Exercise:
Reproduce all the lines exactly as they stand, apart from the pictures.

____ Given records

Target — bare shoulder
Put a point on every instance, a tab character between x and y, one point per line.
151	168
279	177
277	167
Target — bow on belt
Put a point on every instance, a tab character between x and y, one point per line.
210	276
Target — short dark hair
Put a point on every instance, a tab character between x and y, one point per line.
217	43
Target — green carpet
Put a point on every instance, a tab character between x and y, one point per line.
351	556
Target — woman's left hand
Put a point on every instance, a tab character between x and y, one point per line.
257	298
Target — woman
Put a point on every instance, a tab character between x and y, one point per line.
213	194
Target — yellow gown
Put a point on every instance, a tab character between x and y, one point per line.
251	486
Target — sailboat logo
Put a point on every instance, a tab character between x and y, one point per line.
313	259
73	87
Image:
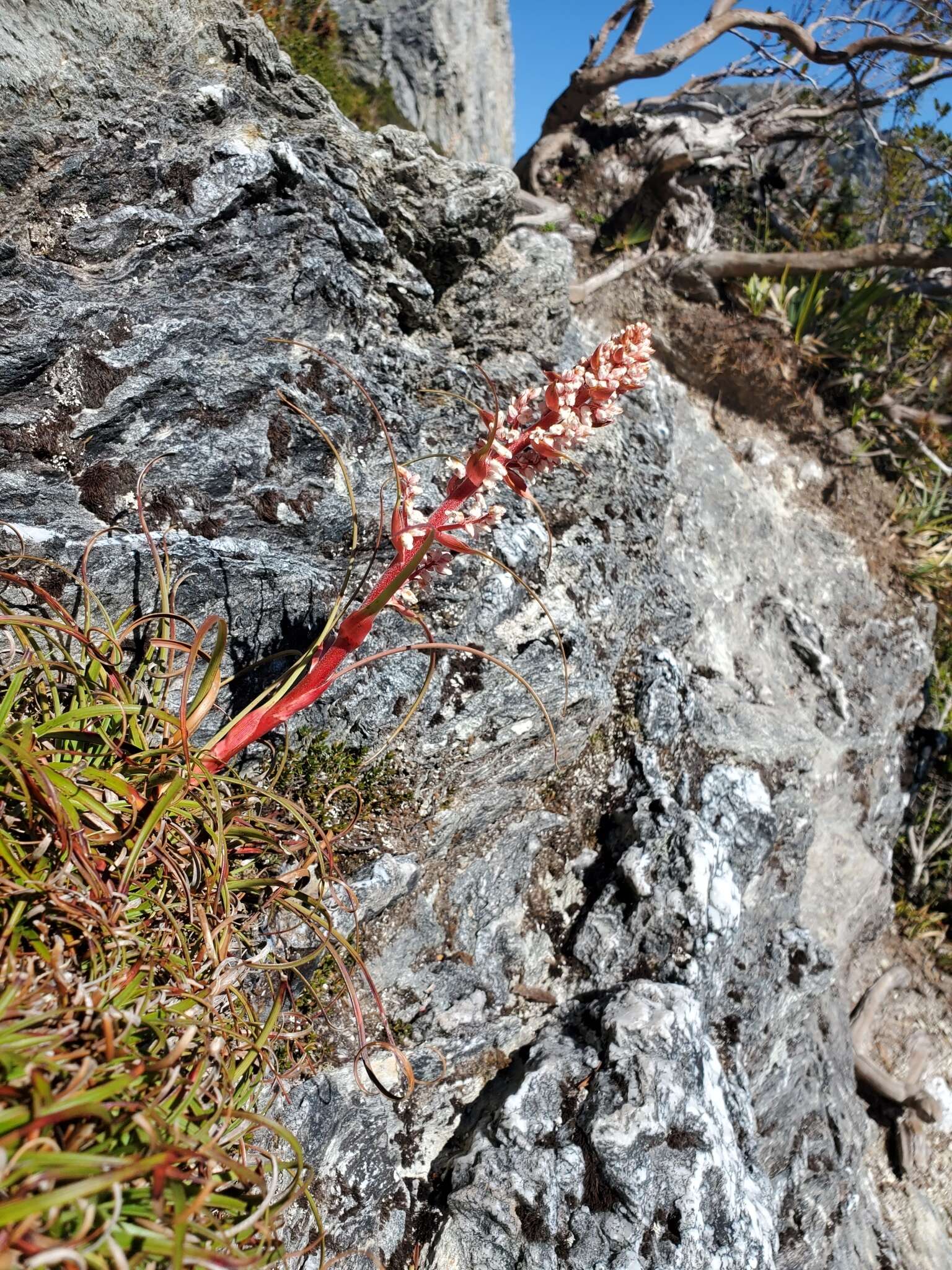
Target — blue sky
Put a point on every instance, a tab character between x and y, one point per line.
551	37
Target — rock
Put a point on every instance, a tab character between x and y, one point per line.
450	66
678	902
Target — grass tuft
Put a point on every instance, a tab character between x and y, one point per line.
168	948
310	36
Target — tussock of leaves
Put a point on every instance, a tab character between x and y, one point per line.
310	36
155	949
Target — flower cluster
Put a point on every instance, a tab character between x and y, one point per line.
535	433
531	437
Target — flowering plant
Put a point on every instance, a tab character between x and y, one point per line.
537	431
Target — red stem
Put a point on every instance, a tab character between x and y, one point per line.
351	634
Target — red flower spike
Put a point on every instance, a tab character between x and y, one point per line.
534	435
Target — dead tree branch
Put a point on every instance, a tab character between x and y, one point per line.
720	266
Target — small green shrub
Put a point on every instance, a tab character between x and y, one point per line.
310	36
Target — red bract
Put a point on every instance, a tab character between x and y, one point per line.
534	435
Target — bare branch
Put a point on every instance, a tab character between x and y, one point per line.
598	43
625	64
774	265
580	291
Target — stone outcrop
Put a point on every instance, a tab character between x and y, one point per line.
450	65
630	963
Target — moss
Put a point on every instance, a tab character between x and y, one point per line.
312	42
318	766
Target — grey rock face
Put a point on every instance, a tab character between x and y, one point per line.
450	65
630	966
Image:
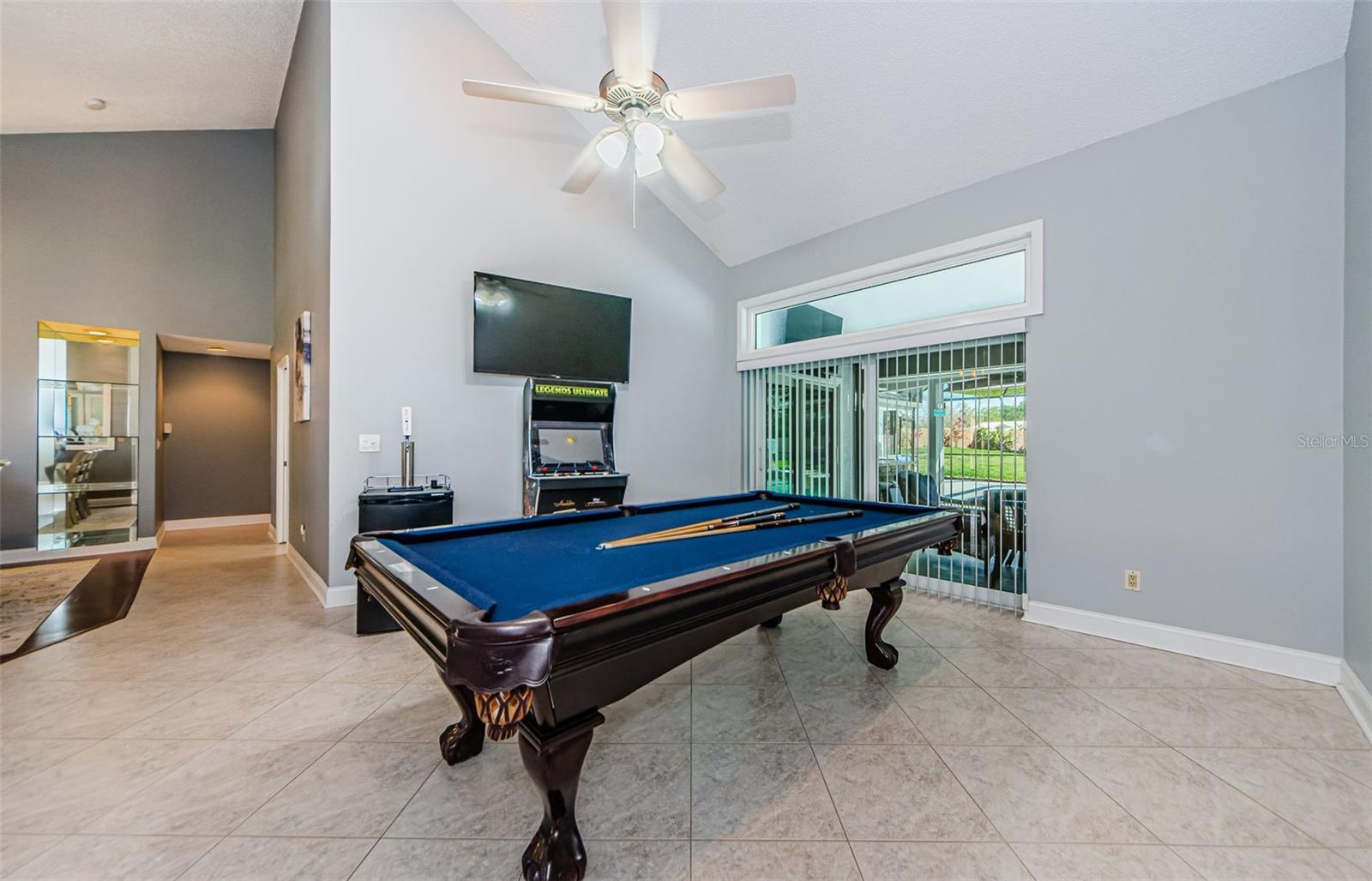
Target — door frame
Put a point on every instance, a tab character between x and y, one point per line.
281	450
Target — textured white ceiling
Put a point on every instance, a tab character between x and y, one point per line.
198	345
159	64
899	102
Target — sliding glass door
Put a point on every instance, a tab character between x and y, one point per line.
935	425
803	425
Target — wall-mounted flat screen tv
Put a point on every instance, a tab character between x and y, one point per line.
528	329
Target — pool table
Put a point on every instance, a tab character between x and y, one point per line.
534	627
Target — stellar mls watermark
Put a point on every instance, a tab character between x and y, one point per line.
1330	442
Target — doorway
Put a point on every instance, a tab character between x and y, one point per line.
280	515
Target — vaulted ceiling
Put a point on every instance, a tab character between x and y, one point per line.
158	64
900	102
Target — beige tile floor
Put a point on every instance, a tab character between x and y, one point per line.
231	727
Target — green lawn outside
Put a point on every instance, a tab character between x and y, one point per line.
969	464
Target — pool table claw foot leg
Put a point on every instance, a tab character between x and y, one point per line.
553	761
461	740
502	711
885	600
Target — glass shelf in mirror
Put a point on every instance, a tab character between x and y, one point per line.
69	407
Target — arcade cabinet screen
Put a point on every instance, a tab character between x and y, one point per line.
559	446
530	329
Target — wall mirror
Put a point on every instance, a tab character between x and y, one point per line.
88	435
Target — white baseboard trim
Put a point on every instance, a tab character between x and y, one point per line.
1356	695
1323	668
33	555
328	597
212	523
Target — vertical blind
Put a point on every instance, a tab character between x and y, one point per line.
933	425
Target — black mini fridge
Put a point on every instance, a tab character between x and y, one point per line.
397	508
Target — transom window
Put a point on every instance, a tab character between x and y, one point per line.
925	298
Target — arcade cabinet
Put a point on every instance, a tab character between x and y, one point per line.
569	448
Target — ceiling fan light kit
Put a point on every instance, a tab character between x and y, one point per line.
637	100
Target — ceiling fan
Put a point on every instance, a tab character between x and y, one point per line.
638	103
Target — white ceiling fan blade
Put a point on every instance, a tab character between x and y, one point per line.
630	41
690	173
530	95
704	102
587	165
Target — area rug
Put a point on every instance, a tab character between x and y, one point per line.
29	593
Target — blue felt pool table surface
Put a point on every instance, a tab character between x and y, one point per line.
516	567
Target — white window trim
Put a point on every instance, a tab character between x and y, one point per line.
992	322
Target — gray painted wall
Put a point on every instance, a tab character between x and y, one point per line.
1357	347
430	185
154	231
217	462
1194	293
302	272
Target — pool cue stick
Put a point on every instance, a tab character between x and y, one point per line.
692	528
727	530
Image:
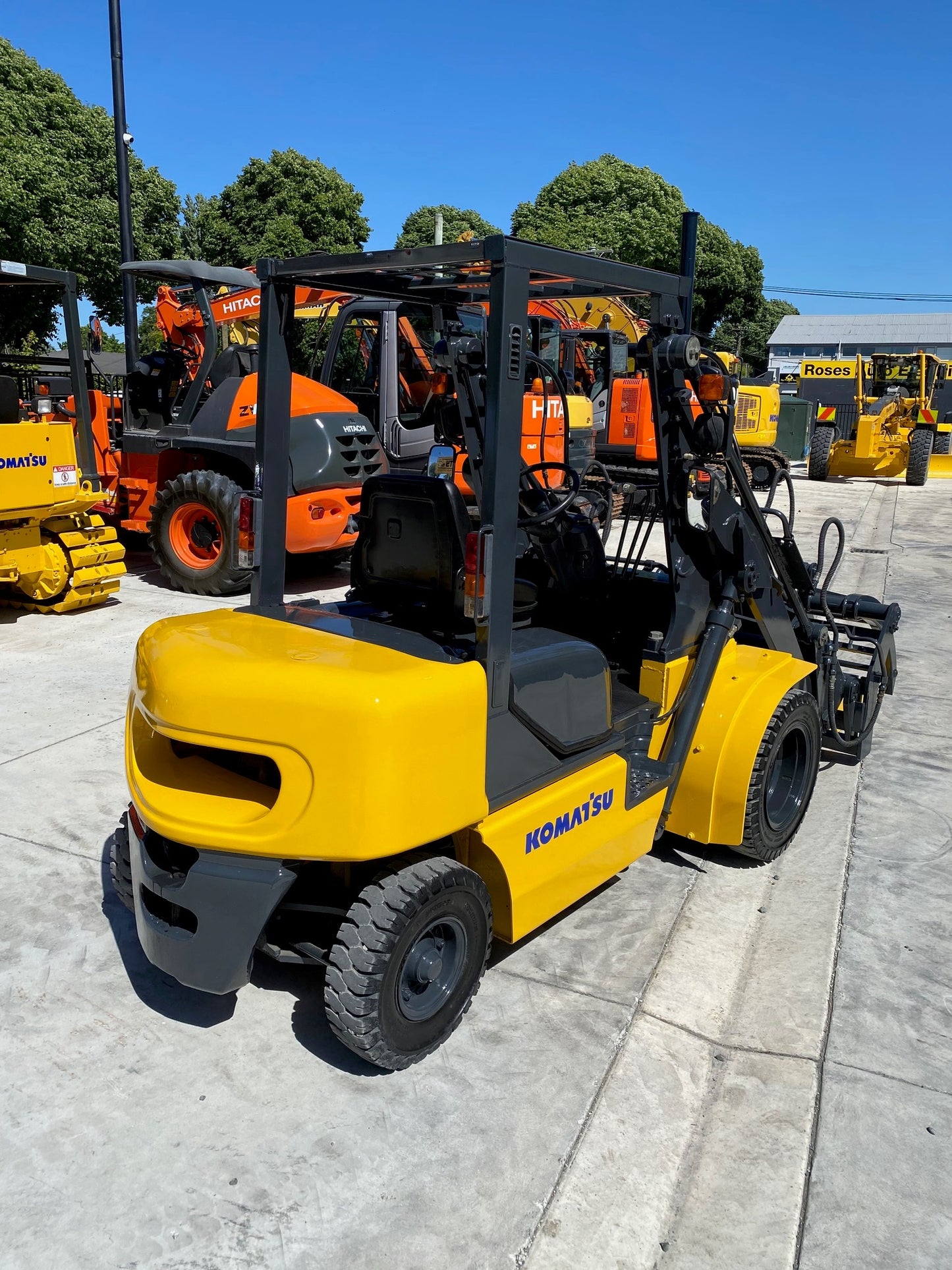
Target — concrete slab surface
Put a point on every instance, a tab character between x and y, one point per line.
705	1063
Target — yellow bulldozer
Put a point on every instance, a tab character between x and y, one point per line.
897	428
56	554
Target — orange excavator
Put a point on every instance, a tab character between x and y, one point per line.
177	452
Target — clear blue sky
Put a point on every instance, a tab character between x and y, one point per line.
818	132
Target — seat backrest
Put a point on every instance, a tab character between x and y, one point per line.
9	400
410	549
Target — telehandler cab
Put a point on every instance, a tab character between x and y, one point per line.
56	554
687	681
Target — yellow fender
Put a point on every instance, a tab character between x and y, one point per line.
712	792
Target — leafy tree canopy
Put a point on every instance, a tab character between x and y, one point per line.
287	205
420	225
753	332
59	197
634	215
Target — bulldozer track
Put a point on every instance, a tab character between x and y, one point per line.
94	559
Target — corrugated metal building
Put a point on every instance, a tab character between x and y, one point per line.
801	335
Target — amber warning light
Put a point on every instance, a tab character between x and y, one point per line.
246	522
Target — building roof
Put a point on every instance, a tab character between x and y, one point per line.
864	330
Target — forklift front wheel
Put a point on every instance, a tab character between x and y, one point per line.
408	960
783	776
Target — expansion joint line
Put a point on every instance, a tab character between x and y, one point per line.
569	1159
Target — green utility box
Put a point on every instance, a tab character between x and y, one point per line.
795	426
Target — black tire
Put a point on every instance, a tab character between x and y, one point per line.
783	776
378	995
215	493
820	445
121	865
919	453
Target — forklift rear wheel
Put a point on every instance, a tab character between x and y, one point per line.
121	865
820	444
408	960
783	778
190	534
919	453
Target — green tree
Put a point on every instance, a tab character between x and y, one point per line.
287	205
200	216
631	214
753	333
59	197
420	225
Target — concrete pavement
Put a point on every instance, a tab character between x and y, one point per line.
708	1063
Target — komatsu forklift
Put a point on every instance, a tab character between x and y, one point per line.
501	715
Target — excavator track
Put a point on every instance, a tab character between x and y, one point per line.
94	560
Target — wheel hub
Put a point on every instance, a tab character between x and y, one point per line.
787	780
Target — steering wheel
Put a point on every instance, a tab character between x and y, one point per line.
530	486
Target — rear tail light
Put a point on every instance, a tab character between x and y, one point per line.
246	522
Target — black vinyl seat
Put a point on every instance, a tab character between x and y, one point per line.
410	553
234	362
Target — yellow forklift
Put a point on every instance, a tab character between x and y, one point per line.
897	427
499	716
56	553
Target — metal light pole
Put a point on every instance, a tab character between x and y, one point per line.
123	139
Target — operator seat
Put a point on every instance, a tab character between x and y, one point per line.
410	553
9	400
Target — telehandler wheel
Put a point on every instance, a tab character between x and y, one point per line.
121	865
919	453
408	960
190	533
820	444
783	776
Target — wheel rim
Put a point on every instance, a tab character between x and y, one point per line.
787	780
196	535
432	969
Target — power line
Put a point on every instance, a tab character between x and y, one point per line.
922	297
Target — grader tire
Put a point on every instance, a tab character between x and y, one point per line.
919	455
820	445
783	778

________

Solution to this task:
Target — bare shoulder
Put a point on every instance, a tab character between x and y, one point per line.
151	168
279	177
277	167
Target — bow on belt
Put a point on every instance, a tab character between x and y, one point per line.
210	276
Target — short dark hair
Put a point on every instance, a tab character between x and y, one point per line.
217	43
Target — green carpet
Put a point on every instance, a tab character between x and y, one point per line.
351	556
Target — woman's left hand
Put a point on every instance, a tab character between x and y, one point per line.
257	298
Target — woman
Put a point on every instance, a tab character between x and y, one point per line.
213	194
Target — yellow gown
Put a point on every instance, a tab character between x and y, one point per line.
251	486
Target — sailboat logo
Put a point on every instance, a tab character between x and y, one point per line.
313	259
73	87
Image:
Target — blue sky
Put a point on every instance, a tab character between x and y, one point per line.
551	37
Target — rock
Put a point on every instance, a tab character between x and y, one point per line.
450	66
678	902
Target — grass tuft
Put a point on every instance, a tab character between x and y, one point per line.
168	948
310	36
Target — tussock of leaves
Put a point on every instance, a tab character between x and y, one point per line.
310	36
155	949
Target — flower cluster
Put a point on every instance, a tab character between x and y, one point per line.
535	433
531	437
Target — flowering plant
Put a point on every instance, a tab character between x and y, one point per line.
537	431
Target — red stem
Put a point on every instance, a tab character between x and y, one point per line.
351	634
Target — red flower spike
Put a point on every instance, a tab character between x and y, one point per line.
534	435
Target — dead tree branch
Put a point on every instance, a tab character between x and y, one point per line.
720	266
Target — small green shrub
Put a point on every instance, a tab character between x and y, one point per line.
310	36
Target — red bract
Put a point on every instance, a tab character between x and y, one point per line.
534	435
Target — bare branch
Put a point on every instance, a tab character between x and y, one point per line.
598	43
625	64
774	265
580	291
Target — stone outcrop
Put a point on every instance, a tab character between x and y, one point per line.
450	65
630	963
Target — moss
Put a point on every instance, a tab character between x and y, one point per line.
312	42
318	766
Target — grey rock face
Put a point on every instance, a tab character between x and y, one point per line.
450	65
630	966
Image:
Target — door frame
Put a point on every instance, a tab character between x and y, one point per line.
281	450
Target — textured white ceiling
Put a point on every instance, a tab character between x and y, one point per line.
198	345
159	64
899	102
Target — sliding glass door
Put a point on every instance, a tab character between x and y, one point per line.
935	425
803	425
Target — wall-mounted flat screen tv
Put a point on every instance, a tab character between x and y, one point per line.
528	329
Target — pool table
Put a point on every instance, a tab character between x and y, one point per line.
534	627
Target — stellar mls watermark
Put a point on every instance, a tab character between x and y, one point per line.
1330	442
Target — doorway
Put a point on every instance, a tab character between x and y, one point per line.
280	515
Target — vaulted ceiling
Put a point on every instance, a tab character between x and y, one point per line.
158	64
900	102
Target — beige tile floor
Put a point on every instance, a tab character between x and y, one point per line.
231	727
Target — green lawn outside
Put a point on every instance, a tab character between x and y, one point per line.
969	464
Target — pool table claw foot leg
Put a point on every instance, a tab character between x and y, one point per line.
553	761
461	740
502	711
885	600
Target — glass shelf in mirror
Put a point on every instance, a tab character between x and y, one point per line.
69	407
Target — arcade cabinet screen
Put a point on every instance, a tab character between x and y, one point per line.
559	446
530	329
Target — wall mirror
Put a point on every instance, a tab character between x and y, one point per line.
88	435
Target — white baseboard trim
Put a point on every instance, a tab character between x and y, one point per line.
1356	695
1323	668
33	555
328	597
212	523
Target — vertical blind
Put a point on every instance, a tab character between x and y, one point per line.
933	425
Target — black mini fridge
Put a point on every instance, a tab character between x and y, one point per line.
397	508
Target — transom window
Put a point on every instance, a tab character between x and y, one point per line.
925	298
Target — arcade cabinet
Put a point on every instance, a tab character between x and y, one point per line.
569	448
Target — ceiling fan light kit
Put a point on every instance, a tab character between x and y, one point per line.
637	100
Target — ceiling fan
Put a point on every instance, a tab character between x and y, one point per line.
638	103
Target — white ceiling fan blade
Put a point on every instance, a tab character between x and y, one point per line.
630	41
690	173
530	95
704	102
587	165
Target — area rug
Put a point on every instance, a tab character between x and y, one point per line.
29	593
Target — blue felt pool table surface
Put a point on every instance, a tab character between x and y, one point per line.
516	567
Target — white window trim
Put a point on every instance, a tab character between x and y, one point per line.
992	322
Target — gray painted wall
Put a point on every instance, a tab character between x and y, one point per line.
1357	347
430	185
154	231
217	462
1194	293
302	272
Target — pool cue stick
Put a point on every instance, a tab character between x and y, one point per line.
692	528
727	530
Image:
Target — concrete slab surface
Put a point on every instance, a tab character between x and y, one point per line.
705	1063
Target — yellow bulldozer
Put a point on every instance, a tab character between x and y, one point per line.
897	428
56	554
Target — orange excavator
Put a point on every instance, a tab character between x and y, one point per line.
177	452
Target — clear blue sky
Put a point on every instance, a tab character between x and y, one point per line.
818	132
Target — seat backrest
Put a point on every instance, a tab character between x and y, one point per line.
9	400
410	549
Target — telehandler cab
Put a point on every instance, a tab character between x and y, one point per line.
56	554
687	681
Target — yellow fender
Put a point on every instance, a tab character between x and y, one point per line.
712	792
Target — leafy tree canopy
Put a point on every instance, a tab character between x and y, one point per line.
287	205
420	225
753	332
59	197
634	215
Target — bulldozer track
Put a point on every instance, a tab character between x and y, one point per line.
94	559
Target — corrugated metal building
Put a point on every instance, a tab character between x and y, one point per line.
801	335
Target — amber warning light
Put a point on every instance, a tab character between x and y, one point per line.
246	522
Target — building roof
Put a point on every instance, a tab character between x and y, one point per line.
864	330
Target — forklift front wheel
Put a point on every instance, a tab character between x and y, one point per line.
408	960
783	776
Target — expansion joint line
Put a point on every instance, a tab character between x and y, one point per line.
569	1159
Target — green utility box
Put a point on every instance, a tab character between x and y, one point per line.
795	426
Target — black tire
Put a point on every instance, a tab character between x and y, one point per line.
783	776
378	995
215	493
820	445
121	865
919	453
Target — forklift rear wheel
Put a point on every instance, a tab character between x and y, one point per line.
121	865
820	444
408	960
783	778
190	534
919	453
Target — green tree
Put a point on every instance, a tab character between x and y, one point per line.
287	205
200	216
631	214
753	333
59	197
420	225
Target — concrete pavement
Put a point on every instance, a tab character between x and y, one point per line.
708	1063
Target — komatsu forklift
Put a point on every instance, a tab character between x and y, one point per line.
501	715
Target — excavator track
Put a point on every instance, a tab character between x and y, one point per line.
94	560
Target — wheel hub
Put a point on every instance, a tab character between x and y, one point per line.
787	780
Target — steering wheel
Put a point on every instance, a tab character between x and y, one point per line.
530	486
Target — rear tail light
Put a point on every instance, a tab character between x and y, one point per line.
246	522
Target — black vinyl seat
Put a point on every instance, a tab character between x and y, one point per line.
410	553
234	362
Target — yellow forklift
Put a point on every instance, a tab character between x and y, one point per line.
897	427
499	716
56	553
Target — metal light pole
Put a point on every instance, a tab character between x and y, one point per line.
123	139
Target — operator seat
Put a point on every instance, a tab character between x and y, one point per line.
410	553
9	400
Target — telehandler wheel
Put a point on every instance, a tab character between x and y, one point per line.
121	865
919	453
408	960
190	533
820	444
783	776
Target — wheel rim
Put a point on every instance, a tab character between x and y, one point per line.
787	780
196	535
432	969
Target — power line
Put a point on every instance, a tab character between x and y, one point per line.
922	297
Target — grader tire
Put a point on every instance, a tab character between x and y, one point per line.
919	455
820	445
783	778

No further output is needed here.